Work required :: Below this line is the material. Write out only its lines from the one containing "of the broken" through the one containing "the black boot.", both kept, exactly.

Given data ::
%%
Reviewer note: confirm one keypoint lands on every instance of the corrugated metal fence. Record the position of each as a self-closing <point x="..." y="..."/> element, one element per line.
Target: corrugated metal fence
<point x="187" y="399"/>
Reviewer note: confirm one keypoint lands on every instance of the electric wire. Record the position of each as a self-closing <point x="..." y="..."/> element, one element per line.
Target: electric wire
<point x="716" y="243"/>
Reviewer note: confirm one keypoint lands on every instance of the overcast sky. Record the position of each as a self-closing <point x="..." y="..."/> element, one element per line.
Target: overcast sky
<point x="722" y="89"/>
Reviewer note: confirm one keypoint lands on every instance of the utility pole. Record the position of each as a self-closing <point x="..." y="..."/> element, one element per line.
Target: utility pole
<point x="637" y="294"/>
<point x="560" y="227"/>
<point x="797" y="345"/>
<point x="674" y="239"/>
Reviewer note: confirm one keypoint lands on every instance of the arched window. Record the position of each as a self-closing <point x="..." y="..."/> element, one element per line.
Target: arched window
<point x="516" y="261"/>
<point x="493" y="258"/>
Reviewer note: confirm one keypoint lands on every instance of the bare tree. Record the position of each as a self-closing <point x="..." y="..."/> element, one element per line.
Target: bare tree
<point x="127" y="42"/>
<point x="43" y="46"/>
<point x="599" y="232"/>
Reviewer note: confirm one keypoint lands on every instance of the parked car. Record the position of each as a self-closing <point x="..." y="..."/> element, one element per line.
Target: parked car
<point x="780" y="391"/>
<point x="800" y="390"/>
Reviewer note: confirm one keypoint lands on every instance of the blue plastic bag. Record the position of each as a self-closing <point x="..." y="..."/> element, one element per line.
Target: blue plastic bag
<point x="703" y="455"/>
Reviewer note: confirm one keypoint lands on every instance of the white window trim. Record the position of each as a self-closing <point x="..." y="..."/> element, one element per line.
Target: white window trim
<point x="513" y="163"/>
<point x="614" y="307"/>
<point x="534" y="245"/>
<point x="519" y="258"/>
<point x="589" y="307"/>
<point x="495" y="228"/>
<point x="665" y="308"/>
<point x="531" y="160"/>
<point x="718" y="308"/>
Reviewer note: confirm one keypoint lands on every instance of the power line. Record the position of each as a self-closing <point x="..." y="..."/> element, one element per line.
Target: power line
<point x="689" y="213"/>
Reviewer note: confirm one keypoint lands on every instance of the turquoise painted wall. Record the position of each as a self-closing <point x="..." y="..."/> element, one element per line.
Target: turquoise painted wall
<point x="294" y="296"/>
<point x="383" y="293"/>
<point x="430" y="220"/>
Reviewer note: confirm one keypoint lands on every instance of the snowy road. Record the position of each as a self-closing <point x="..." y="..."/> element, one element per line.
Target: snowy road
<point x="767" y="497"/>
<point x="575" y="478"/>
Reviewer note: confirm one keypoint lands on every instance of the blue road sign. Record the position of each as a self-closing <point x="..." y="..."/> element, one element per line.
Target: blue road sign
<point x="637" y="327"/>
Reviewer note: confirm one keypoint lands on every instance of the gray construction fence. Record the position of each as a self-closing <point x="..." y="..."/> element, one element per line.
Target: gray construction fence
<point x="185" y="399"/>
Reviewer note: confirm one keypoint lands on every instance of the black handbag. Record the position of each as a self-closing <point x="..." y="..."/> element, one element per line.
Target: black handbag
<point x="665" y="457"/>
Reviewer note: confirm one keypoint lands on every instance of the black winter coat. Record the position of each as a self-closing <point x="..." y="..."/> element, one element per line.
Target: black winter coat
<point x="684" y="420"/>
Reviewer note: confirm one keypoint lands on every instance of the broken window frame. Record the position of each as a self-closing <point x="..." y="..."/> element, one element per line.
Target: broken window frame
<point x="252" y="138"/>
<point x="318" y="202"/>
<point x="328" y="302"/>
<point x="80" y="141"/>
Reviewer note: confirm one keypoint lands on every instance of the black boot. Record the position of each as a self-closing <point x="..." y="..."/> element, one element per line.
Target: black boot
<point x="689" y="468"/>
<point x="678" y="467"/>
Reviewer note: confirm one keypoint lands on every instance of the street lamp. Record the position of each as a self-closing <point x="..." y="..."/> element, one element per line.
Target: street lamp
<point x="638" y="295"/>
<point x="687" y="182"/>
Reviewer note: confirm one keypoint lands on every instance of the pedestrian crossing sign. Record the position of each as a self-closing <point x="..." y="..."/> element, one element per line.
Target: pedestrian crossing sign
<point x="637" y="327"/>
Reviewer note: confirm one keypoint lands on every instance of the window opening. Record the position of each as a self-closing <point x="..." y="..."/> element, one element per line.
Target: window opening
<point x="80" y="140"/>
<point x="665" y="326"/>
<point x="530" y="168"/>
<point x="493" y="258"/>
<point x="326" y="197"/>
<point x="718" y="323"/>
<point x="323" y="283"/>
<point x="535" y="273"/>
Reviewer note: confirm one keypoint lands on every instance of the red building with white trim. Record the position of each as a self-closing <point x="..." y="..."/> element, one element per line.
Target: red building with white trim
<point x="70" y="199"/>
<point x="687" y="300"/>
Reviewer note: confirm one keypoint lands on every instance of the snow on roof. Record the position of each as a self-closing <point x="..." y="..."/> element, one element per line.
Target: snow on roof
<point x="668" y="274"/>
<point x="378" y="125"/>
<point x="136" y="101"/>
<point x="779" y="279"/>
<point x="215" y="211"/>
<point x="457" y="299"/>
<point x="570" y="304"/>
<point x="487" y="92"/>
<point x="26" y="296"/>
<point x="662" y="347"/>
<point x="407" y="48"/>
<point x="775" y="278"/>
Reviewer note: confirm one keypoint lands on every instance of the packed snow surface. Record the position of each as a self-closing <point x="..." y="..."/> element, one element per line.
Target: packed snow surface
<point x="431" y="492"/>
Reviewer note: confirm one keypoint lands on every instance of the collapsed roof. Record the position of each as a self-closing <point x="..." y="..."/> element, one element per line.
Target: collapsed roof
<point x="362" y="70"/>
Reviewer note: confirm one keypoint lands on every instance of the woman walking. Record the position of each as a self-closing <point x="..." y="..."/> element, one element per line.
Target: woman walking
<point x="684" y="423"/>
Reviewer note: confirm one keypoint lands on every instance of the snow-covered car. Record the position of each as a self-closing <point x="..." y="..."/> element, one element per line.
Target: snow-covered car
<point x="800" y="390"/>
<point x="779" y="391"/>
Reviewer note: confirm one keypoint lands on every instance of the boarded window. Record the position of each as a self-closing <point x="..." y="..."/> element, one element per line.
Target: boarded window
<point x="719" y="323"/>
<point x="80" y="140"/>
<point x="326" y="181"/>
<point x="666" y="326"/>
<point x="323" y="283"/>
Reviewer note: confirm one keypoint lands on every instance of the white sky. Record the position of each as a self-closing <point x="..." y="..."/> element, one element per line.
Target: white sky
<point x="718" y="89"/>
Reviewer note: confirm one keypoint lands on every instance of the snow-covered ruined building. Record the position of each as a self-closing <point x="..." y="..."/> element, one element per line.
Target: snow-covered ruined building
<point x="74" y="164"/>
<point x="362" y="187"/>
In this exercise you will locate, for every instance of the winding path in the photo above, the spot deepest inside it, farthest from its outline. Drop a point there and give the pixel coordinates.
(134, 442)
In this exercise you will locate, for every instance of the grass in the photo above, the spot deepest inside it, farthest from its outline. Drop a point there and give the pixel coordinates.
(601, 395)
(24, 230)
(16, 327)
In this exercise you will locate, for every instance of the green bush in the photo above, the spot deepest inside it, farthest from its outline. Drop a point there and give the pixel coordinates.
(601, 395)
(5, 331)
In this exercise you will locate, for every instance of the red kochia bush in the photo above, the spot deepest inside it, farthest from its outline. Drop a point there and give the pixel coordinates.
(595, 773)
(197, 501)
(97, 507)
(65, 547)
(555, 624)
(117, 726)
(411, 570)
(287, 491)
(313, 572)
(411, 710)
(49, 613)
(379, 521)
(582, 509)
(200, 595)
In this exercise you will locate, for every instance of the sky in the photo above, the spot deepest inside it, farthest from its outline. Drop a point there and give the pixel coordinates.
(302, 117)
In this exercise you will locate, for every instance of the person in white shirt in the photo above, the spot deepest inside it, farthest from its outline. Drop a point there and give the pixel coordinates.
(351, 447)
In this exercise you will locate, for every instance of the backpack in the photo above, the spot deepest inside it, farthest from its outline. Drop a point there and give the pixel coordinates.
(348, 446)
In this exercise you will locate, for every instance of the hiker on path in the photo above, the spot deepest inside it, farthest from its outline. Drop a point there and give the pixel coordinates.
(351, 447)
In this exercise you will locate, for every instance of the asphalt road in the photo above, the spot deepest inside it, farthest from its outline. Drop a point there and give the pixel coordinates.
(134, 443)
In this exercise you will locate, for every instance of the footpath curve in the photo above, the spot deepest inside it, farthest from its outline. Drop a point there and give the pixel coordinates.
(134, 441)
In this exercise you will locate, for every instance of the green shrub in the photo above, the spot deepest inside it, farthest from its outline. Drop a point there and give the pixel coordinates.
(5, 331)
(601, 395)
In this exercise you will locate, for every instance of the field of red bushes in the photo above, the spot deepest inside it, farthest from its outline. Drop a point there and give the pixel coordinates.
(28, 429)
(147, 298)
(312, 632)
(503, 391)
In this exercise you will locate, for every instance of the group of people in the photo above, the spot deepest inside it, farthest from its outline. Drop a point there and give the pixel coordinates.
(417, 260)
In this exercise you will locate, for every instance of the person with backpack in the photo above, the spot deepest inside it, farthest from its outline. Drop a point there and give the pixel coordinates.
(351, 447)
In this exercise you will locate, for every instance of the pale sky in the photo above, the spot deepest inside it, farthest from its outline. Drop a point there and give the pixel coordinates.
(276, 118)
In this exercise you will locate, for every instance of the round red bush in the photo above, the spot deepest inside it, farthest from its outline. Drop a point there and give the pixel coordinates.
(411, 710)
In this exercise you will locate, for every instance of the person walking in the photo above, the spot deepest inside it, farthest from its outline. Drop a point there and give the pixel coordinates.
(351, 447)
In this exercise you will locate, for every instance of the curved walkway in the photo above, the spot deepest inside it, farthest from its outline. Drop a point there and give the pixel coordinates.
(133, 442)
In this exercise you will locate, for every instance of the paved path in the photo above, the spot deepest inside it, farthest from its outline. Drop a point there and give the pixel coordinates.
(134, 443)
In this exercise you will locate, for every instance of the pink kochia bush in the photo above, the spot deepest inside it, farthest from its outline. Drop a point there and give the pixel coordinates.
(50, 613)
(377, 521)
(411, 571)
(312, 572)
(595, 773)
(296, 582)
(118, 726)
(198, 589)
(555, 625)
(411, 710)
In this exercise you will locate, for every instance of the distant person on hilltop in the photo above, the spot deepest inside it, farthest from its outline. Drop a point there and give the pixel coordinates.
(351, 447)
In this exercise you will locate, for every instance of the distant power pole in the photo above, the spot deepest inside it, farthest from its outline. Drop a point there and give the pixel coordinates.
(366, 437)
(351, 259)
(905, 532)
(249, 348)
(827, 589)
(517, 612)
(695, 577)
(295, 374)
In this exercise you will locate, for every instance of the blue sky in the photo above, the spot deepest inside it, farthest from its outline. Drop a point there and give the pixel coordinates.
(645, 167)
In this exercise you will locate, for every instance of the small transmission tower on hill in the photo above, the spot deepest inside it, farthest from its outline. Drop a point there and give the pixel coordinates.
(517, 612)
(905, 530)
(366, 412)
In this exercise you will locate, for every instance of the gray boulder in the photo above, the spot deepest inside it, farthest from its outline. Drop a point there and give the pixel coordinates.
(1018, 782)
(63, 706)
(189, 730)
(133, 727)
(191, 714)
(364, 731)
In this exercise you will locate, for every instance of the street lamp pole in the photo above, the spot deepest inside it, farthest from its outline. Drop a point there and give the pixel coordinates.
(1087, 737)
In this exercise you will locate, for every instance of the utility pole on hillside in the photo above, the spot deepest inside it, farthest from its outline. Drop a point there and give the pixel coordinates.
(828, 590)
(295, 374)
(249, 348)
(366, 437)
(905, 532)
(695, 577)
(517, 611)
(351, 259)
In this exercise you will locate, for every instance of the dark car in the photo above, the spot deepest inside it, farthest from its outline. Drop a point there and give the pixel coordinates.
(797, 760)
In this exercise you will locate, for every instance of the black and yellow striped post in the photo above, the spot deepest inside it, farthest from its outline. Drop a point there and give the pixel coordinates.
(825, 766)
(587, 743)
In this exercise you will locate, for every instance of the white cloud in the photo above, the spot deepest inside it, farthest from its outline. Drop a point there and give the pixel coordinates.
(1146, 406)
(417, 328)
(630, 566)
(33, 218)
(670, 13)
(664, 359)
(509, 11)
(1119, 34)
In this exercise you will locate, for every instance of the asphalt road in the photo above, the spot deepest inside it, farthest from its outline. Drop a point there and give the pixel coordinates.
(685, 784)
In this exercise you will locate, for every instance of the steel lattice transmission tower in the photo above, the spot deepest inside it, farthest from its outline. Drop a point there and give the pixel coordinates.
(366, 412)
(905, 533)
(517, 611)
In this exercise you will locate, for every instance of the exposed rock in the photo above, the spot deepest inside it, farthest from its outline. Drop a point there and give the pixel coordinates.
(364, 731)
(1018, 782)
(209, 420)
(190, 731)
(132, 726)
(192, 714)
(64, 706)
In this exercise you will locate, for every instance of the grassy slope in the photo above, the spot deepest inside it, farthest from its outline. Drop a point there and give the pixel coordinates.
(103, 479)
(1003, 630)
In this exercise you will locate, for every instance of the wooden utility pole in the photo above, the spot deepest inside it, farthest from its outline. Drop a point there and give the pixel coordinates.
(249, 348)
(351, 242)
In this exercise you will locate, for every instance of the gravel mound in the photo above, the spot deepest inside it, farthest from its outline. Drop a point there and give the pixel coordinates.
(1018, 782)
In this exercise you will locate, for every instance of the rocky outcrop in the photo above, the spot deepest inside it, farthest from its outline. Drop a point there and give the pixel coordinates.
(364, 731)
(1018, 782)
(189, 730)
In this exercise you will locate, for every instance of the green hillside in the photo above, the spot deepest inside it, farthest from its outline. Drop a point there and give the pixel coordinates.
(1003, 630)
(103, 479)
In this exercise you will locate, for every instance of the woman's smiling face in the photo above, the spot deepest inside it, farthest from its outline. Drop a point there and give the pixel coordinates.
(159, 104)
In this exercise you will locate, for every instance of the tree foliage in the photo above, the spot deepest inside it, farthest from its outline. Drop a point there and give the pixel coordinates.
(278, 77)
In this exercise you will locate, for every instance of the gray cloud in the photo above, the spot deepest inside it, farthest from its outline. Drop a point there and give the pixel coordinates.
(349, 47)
%%
Result of the exercise ::
Reviewer note: confirm one keypoint lands on every instance of the broken window frame. Record the position of each as a self-closing <point x="..." y="..."/> element, one element per line.
Target: broken window frame
<point x="252" y="138"/>
<point x="318" y="202"/>
<point x="328" y="302"/>
<point x="80" y="141"/>
Reviewer note: confirm one keypoint lands on every instance of the black boot. Record the position of each as a self-closing <point x="..." y="..."/> element, one element per line.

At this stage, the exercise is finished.